● **ЦЕЛЬ ЗАДАНИЯ**:
Напишите продолжение отрывка об Испанской дивизии на русском фронте, начиная сразу после его последнего предложения.

● **ЦИТИРУЕМЫЙ ОТРЫВОК**:
================

Также упоминались и бойцы республиканской армии, хотя им ничего не инкриминировалось в связи с поведением на русском фронте:
«Был сержантом в инженерных войсках у красных, сохранил красный билет со своими отличиями».
Политическое прошлое или предшествующие события были под постоянным наблюдением:
«Имея брата в России, эвакуировался из Испании. Левый до, во время и после Движения. Нет семьи в Испании. Дядя, из секретариата Негрина и субсекретарь [53]здравоохранения из красной зоны, бежал за границу. Дезертир из армии. Родители расстреляны красными. Очень подозрителен».
К концу 1942 г. недоверие Главного штаба к прибывающим из Испании увеличилось. Этому способствовало то, что весной 1943 г. несколько тысяч политических заключенных были амнистированы – с целью улучшить облик франкистского государства в глазах Лондона и Вашингтона, – но этот же закон предлагал амнистированным отправиться на русский фронт. Мы не знаем, – говорит Родригес, – сколько испанцев, недавно вышедших из тюрем, пошли на русский фронт, но в последующие недели число солдат, охарактеризованных как нежелательные и возвращенных в Испанию, увеличилось очень значительно.
Отсылка нежелательных в Испанию продолжалась и в 1943 г… Командование дивизии было серьезно обеспокоено дезертирством и тем, что дивизия превращается в «исправительный батальон» для нежелательных. Эстебан-Инфантес направил серию протестов по поводу того, что «надо положить конец отправке в дивизию персонала сомнительного поведения или с плохим прошлым».
Седьмая, последняя глава книги посвящена «Роспуску и возвращению Испанской Дивизии». Ход Второй мировой войны, изменения в испанской внутренней и внешней политике требовали возвращения дивизии с фронта. Этот вопрос стал одной из главных тем дебатов в Совете Министров Испании и в военных кругах, что первоначально привело к определенному сокращению числа дивизионеров с 15 534 в январе 1943 г. до 13 803 в июне того же года (С. 328).
Франко было не так просто убедить Гитлера в том, что он должен одобрить возвращение дивизии. Главным аргументом стало то, что после высадки союзников в Северной Африке и выхода Италии из войны Испания превратилась в ближайшую цель Союзников.

================

● **ПРЕДОСТАВЛЕННЫЕ ЗАПИСИ**:
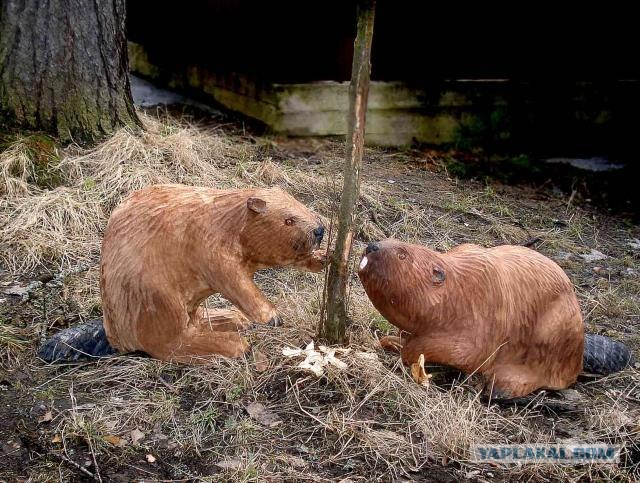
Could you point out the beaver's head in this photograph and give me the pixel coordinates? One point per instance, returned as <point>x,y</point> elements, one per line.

================

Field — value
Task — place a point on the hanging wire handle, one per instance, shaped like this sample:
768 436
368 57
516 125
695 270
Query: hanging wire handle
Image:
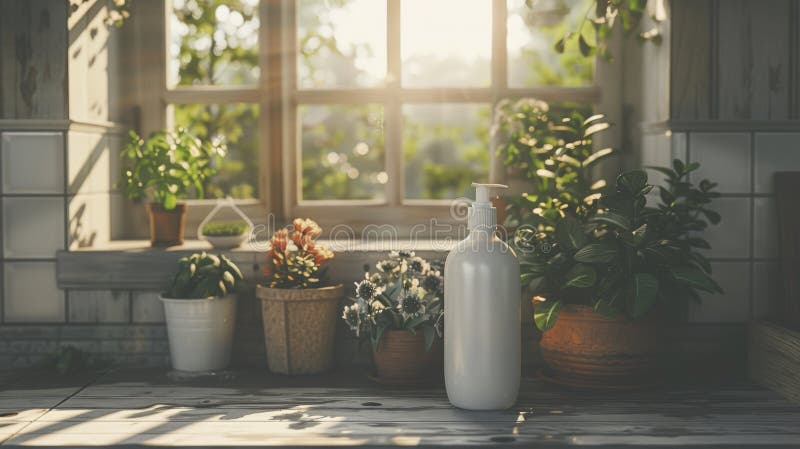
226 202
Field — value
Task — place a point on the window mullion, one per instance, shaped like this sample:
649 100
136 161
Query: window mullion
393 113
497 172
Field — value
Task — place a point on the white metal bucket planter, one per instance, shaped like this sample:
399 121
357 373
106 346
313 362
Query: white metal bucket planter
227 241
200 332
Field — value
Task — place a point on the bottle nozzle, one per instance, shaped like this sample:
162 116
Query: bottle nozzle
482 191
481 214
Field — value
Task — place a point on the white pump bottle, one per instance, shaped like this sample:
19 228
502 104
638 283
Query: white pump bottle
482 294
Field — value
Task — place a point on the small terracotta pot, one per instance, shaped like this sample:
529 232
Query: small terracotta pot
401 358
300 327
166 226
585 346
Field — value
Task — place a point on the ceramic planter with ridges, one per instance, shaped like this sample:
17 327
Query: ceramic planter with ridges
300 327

================

● **РЕЗУЛЬТАТ УПРАЖНЕНИЯ**:
23 сентября 1943 г. испанский Совет Министров признал, что возможность разгрома Германии должна уже быть принята во внимание, и это поставило правительство Франко в трудную ситуацию. Хотя испанская дипломатия и придерживалась теории двух войн в том смысле, что Испания сражается только против коммунизма, символом которого был сталинский СССР, посольства Англии и США так не считали, заявляя, что СССР – их союзник. 24 сентября Совет Министров согласился с тем, чтобы трансформировать Дивизию в формирование меньшего размера, в Легион. Немецкое посольство должно было быть информировано об этом на следующий день, но Франко не публиковал это решение до 1 октября. В этот день правительство объявило о нейтралитете в войне. 7 октября Дивизия 250 официально была распущена и через несколько недель большая часть ее начала подготовку к возвращению в Испанию. Испанская пресса, – пишет Родригес, – уделила ее прибытию в Испанию намного меньше внимания, чем посвящала первой замене дивизии. Родригес говорит, что между декабрем 1942 г., когда Эстебан-Инфантес принял командование, и июлем 1943 г. было потеряно 2 151 человек убитыми, 3 456 ранеными и 1 450 больными. Основная часть потерь приходилась на сражение у Красного Бора. Кроме того, советские войска захватили 300 военнопленных.
7 ноября 1943 г. было узаконено новое военное формирование, которое с этого момента стало символизировать участие Испании в войне. Это был Испанский Легион Добровольцев, который фалангисты, еще остававшиеся на русской земле, окрестили Голубым Легионом. Теоретически он должен был состоять из дивизионеров, которые выразили добрую волю остаться в нем. Но было принято решение, что останутся и те, кто прибыл в дивизию меньше чем за последние шесть месяцев. Легион, которым командовал полковник Антонио Гарсия Наварро, входил в 121 немецкую дивизию. Первоначально в Легионе состояло 2 200 – 2 300 человек, пребывание которых на фронте являлось секретом, чтобы избежать протеста Союзников.
Родригес пишет, что эти две с лишним тысячи людей вернулись на фронт, причем большинство из них оказались там – первый раз в жизни. Сложно сказать, что было в их головах, – пишет он, – но можно думать, что за исключением некоторой части фанатиков– антикоммунистов, которых уже мало оставалось в России, большинство спрашивало себя: а что я должен здесь делать? Почему здесь нет вождей Фаланги? Почему Франко не идет сражаться? Что мне сделали русские?..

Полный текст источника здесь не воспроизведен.